Re: [tlaplus] TLA Proof System - the syntax has impact on provability ?

[haroldas.giedra@xxxxxxxxx]

I tried to prove: 

LEMMA lemma5 ==  C \subseteq [s : Nat]
      /\
      D = {[s|->x.s] : x \in C} 
      => 
      C = {[s|->x.s] : x \in D}
BY Z3 

TLA Proof System showed: 

status: z3: failed (timeout) 

Am I doing something wrong ? 

I can not change records to set Nat, because the original problem consists of records [s: SET1, st: SET2, d: SET3]. The example I gave is just simplified version of the problem.

Maybe you know, when the new version of TLA Proof System will be released ?
◆ ◆ ◆
• Required task: In the forum post about the TLA Proof System, what status did the proof system report when the writer tried to prove lemma5?

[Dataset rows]
◆ ◆ ◆
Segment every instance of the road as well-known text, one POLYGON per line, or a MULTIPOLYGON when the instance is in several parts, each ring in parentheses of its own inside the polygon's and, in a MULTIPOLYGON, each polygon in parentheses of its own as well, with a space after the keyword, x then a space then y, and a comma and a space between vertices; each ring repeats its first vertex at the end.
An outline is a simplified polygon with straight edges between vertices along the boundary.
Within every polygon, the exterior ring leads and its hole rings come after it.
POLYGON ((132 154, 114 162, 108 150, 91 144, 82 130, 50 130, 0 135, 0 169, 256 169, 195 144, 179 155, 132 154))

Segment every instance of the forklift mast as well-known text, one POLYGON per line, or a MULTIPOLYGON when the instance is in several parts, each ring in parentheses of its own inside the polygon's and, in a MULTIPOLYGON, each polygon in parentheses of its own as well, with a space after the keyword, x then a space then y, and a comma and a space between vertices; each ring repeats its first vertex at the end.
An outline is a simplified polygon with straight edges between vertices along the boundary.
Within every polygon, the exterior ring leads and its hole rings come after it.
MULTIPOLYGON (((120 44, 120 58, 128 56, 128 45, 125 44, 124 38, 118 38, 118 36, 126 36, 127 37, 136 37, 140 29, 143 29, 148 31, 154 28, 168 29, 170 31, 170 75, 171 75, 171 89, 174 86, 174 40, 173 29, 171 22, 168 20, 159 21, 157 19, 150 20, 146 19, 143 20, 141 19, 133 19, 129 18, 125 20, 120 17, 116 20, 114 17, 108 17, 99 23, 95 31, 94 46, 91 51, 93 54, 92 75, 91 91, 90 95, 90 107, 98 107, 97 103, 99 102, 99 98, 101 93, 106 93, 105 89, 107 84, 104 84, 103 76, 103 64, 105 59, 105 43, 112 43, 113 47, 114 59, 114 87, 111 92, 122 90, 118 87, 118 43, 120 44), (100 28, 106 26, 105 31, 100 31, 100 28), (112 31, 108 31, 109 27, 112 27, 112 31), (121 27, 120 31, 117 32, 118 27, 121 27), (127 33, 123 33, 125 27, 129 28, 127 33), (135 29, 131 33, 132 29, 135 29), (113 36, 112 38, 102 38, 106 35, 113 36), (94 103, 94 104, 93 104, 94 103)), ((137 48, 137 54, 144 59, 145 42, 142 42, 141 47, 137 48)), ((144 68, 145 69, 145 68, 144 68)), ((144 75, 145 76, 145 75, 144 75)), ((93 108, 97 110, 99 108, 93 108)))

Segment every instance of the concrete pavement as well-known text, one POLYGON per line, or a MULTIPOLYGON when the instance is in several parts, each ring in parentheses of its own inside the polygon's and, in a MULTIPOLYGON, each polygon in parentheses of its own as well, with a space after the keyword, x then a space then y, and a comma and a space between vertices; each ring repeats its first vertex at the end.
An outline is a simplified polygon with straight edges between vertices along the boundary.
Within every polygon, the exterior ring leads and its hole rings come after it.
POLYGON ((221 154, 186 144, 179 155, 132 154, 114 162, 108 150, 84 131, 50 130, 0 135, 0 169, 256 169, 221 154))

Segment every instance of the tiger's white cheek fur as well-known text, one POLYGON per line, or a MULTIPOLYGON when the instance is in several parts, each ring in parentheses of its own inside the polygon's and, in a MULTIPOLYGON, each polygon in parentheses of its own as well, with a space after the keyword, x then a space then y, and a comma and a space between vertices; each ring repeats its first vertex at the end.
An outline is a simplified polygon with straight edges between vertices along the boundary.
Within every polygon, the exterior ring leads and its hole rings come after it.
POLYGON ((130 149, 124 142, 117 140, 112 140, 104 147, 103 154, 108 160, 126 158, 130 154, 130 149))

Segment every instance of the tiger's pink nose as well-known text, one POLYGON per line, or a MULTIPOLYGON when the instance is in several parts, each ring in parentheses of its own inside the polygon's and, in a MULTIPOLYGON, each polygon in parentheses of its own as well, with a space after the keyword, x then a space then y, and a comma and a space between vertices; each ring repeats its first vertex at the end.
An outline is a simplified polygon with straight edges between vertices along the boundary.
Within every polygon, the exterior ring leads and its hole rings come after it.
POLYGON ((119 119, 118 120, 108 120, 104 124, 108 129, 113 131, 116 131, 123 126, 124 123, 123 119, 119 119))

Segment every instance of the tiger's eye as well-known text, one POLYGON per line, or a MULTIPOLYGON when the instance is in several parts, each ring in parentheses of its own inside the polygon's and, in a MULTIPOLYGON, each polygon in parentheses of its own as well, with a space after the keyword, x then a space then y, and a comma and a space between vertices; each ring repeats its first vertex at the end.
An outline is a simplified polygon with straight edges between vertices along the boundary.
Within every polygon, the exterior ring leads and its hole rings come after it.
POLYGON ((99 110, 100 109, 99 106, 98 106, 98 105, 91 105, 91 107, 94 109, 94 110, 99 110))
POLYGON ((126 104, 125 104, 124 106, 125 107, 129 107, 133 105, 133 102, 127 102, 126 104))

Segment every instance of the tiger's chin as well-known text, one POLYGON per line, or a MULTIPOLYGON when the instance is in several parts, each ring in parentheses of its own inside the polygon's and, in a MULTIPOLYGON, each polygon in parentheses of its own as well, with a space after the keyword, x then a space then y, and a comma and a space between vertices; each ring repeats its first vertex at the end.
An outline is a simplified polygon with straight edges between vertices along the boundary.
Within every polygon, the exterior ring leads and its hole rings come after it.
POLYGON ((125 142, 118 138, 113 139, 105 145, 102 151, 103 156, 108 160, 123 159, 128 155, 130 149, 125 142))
◆ ◆ ◆
• Output below: z3: failed (timeout)